__PROMPT__.
Update the records from the line containing "Tag every instance of the yellow cloth" through the end of the records by replacing "forceps" with "tweezers", keeping everything else unchanged, and leave the pictures out of your answer.

__RECORDS FOR THE EXERCISE__.
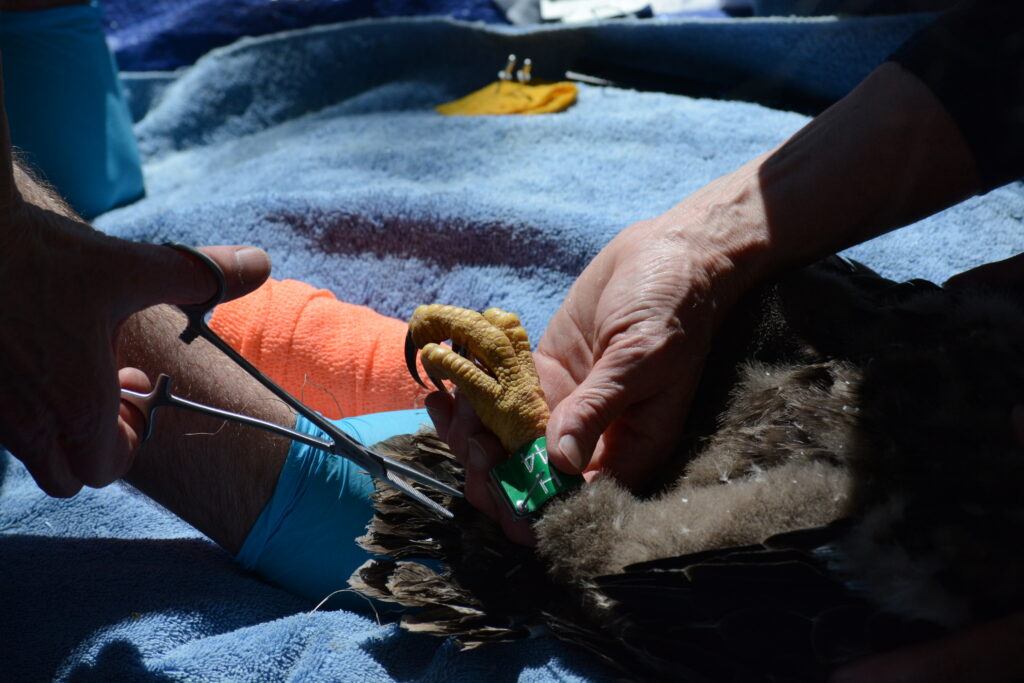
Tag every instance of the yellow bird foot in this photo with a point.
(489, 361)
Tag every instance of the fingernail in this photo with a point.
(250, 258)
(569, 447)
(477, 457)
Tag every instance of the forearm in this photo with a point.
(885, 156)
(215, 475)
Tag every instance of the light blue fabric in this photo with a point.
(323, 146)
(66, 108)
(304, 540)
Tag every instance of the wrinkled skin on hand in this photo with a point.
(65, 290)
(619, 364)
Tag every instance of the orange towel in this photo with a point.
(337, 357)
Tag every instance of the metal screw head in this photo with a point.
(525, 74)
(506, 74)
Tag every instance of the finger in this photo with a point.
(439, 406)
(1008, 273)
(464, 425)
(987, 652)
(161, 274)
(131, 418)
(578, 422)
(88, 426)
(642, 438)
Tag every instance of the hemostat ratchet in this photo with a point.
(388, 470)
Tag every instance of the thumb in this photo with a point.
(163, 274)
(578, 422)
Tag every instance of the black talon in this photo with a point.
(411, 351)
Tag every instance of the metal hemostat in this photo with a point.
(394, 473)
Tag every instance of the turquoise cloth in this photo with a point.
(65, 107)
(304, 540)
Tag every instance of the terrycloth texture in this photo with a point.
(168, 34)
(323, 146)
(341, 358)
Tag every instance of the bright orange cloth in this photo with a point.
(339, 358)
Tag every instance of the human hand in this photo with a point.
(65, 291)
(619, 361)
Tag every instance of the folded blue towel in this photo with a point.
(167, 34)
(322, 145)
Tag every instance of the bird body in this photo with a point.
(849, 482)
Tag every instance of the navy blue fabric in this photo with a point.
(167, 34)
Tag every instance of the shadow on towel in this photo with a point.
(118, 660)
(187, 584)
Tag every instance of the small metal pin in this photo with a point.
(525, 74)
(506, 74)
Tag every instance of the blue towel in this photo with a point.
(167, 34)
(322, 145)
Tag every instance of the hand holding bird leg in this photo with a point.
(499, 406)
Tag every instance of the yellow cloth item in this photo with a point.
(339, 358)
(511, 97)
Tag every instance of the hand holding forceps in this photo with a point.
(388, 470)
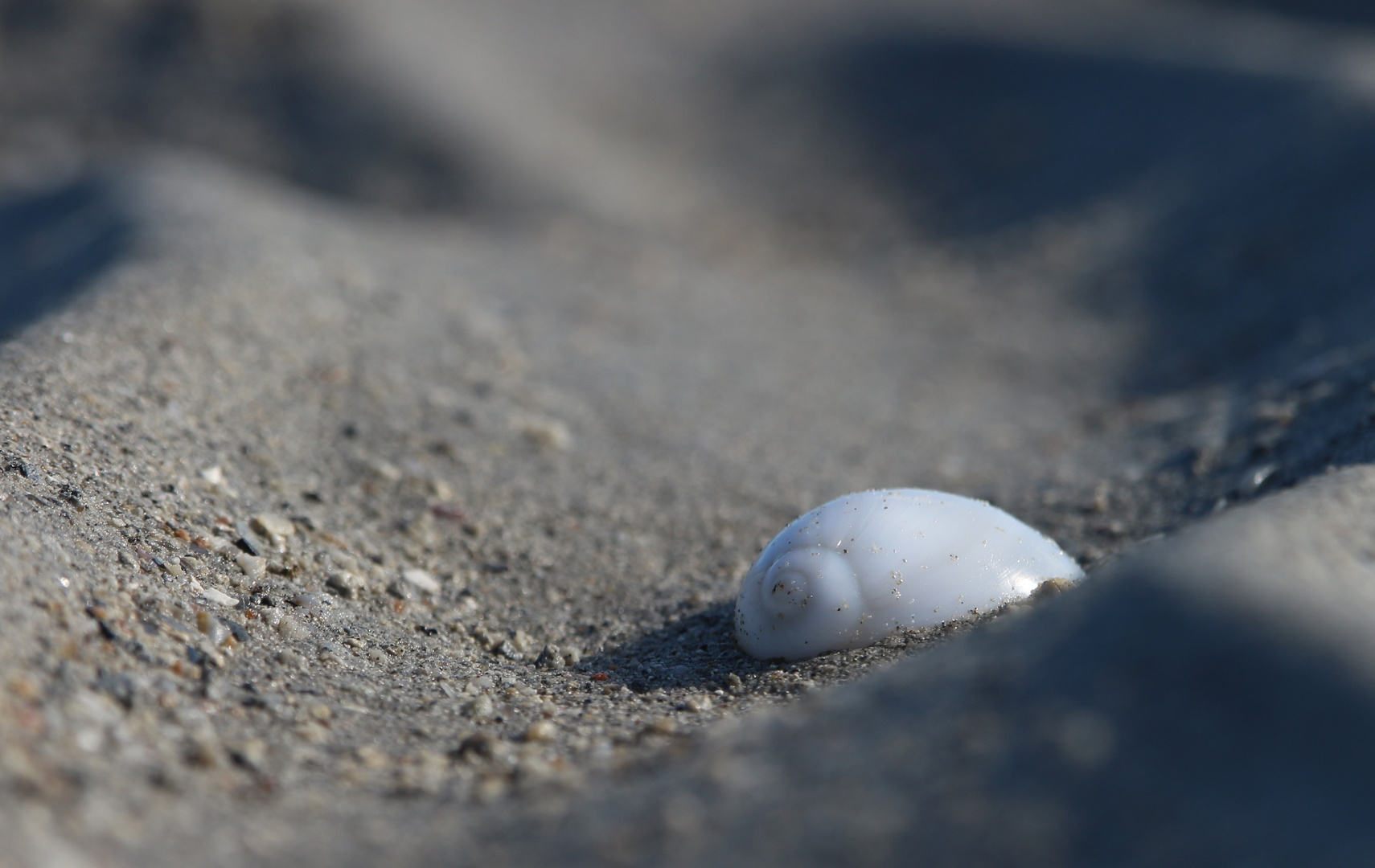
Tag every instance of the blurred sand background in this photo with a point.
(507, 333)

__PROBLEM SOLUTION__.
Tag every instance of the yellow cloth item in this photo with a point.
(339, 358)
(511, 97)
Tag every instance of the hand holding tweezers in this photo with a point.
(388, 470)
Tag every instance of the blurred sand background in this photo with a point.
(507, 333)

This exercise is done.